++++ PROVIDED DATA

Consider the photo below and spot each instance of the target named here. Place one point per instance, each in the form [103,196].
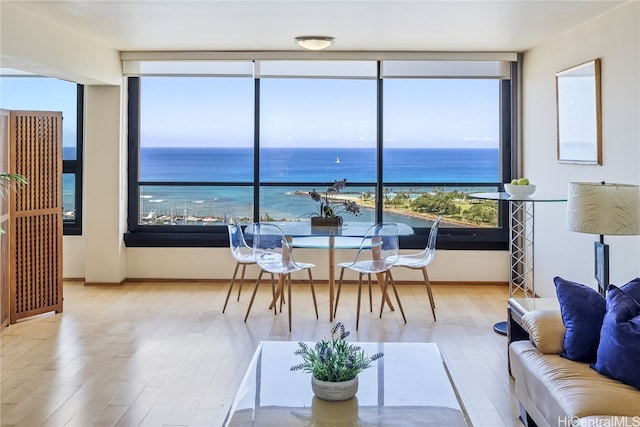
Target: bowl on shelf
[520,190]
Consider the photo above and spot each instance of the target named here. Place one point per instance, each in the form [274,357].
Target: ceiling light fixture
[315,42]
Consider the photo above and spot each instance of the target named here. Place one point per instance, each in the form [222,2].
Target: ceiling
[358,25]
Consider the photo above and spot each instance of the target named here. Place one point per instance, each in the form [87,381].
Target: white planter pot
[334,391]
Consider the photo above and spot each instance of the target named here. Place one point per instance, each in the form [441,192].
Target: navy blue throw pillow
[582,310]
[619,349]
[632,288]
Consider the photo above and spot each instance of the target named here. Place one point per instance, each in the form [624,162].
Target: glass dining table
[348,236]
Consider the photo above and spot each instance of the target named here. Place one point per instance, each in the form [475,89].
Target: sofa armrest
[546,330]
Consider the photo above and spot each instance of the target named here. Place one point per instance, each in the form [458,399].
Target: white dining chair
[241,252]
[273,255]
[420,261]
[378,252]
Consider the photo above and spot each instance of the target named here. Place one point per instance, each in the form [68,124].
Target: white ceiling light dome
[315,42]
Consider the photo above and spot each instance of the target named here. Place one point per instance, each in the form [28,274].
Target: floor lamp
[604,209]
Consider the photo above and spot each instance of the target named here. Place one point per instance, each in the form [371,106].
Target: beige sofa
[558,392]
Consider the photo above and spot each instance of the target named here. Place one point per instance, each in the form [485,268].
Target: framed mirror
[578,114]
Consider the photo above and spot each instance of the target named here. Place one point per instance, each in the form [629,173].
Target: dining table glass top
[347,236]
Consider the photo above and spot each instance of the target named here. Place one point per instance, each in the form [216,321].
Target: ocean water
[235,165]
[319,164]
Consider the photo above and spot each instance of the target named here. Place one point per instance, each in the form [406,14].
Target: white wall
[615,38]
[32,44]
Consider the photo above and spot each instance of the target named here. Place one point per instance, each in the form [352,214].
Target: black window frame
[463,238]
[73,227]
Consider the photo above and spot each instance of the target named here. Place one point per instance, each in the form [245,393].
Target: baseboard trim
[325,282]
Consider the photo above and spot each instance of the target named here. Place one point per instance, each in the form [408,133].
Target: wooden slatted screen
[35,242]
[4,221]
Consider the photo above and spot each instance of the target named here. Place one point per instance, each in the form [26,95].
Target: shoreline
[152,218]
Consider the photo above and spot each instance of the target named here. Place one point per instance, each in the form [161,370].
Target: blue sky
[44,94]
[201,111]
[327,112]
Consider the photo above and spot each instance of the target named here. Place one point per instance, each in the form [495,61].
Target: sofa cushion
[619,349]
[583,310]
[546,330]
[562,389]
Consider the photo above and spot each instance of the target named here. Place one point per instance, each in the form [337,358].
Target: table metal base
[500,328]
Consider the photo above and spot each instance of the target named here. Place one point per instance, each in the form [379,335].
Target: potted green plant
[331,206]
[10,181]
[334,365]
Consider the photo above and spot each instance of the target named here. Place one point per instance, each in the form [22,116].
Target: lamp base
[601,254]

++++++++
++++ PROVIDED DATA

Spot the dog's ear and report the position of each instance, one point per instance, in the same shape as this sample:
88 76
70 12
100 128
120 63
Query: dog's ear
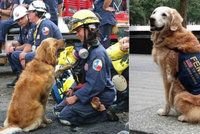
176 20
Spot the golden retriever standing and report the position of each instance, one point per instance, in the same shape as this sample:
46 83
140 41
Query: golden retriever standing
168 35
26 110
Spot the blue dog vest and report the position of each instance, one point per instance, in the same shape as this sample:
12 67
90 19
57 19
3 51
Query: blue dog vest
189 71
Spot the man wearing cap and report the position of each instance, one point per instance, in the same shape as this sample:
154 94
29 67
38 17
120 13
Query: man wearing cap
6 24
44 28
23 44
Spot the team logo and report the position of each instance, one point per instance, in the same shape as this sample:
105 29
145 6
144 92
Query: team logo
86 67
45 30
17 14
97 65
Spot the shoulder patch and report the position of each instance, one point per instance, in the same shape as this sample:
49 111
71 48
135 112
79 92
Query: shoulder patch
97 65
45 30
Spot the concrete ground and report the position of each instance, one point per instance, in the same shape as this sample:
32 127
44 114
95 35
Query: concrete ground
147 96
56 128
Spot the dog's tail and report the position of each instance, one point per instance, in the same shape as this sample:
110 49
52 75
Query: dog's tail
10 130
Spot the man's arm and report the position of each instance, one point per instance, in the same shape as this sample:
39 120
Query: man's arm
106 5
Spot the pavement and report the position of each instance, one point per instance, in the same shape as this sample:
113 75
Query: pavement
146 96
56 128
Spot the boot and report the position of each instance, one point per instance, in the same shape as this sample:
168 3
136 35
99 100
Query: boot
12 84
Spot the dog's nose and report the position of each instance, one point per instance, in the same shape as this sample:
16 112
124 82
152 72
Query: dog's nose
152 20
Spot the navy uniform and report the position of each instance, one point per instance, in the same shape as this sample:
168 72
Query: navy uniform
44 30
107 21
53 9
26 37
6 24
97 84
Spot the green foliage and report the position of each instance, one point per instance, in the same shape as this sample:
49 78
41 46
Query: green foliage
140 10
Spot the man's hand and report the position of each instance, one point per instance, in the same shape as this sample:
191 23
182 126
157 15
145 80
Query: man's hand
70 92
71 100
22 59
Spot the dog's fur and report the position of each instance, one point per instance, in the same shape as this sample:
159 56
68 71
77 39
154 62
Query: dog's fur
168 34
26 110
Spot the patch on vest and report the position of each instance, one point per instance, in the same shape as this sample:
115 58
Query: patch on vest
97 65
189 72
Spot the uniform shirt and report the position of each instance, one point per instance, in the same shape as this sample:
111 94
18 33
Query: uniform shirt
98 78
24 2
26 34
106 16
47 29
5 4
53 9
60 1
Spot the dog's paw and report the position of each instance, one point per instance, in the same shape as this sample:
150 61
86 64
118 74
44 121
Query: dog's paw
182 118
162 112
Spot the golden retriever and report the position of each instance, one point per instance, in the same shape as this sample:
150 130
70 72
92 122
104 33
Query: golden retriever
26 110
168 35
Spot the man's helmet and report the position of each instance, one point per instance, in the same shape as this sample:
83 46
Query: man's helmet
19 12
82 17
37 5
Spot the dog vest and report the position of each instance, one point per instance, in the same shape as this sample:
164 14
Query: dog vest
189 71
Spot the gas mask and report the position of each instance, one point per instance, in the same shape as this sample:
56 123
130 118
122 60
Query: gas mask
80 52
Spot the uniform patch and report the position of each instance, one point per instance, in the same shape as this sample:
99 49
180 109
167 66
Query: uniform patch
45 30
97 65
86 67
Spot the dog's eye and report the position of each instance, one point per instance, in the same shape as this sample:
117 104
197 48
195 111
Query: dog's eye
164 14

++++++++
++++ PROVIDED DATA

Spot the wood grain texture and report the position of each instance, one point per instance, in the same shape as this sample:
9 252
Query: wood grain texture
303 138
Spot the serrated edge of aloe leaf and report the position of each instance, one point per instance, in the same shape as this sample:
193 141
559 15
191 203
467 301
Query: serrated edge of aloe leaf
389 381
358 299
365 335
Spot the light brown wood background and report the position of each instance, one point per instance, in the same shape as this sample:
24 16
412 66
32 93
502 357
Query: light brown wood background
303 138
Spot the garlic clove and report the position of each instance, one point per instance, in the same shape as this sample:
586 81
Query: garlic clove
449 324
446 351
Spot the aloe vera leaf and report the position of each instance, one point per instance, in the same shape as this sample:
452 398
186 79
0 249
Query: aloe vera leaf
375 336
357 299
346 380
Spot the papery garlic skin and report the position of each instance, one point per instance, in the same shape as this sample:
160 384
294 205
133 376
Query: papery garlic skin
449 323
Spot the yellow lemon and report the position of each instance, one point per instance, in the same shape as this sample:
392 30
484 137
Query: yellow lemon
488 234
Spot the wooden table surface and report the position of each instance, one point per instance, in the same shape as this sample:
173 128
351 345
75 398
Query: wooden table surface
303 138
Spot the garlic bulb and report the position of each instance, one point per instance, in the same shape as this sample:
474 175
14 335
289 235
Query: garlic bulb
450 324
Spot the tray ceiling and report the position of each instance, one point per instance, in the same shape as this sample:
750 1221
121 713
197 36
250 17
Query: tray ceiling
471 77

++++++++

From the line containing "Consider the photo below" through the line containing "the form [274,357].", copy every line above exactly, without pictures.

Consider the photo below and spot each instance of the target named here. Place one point per instance, each in the form [103,196].
Target: bowl on shelf
[520,190]
Consider the photo above and spot each instance of the target named here. Place one point per instance, each in the form [274,357].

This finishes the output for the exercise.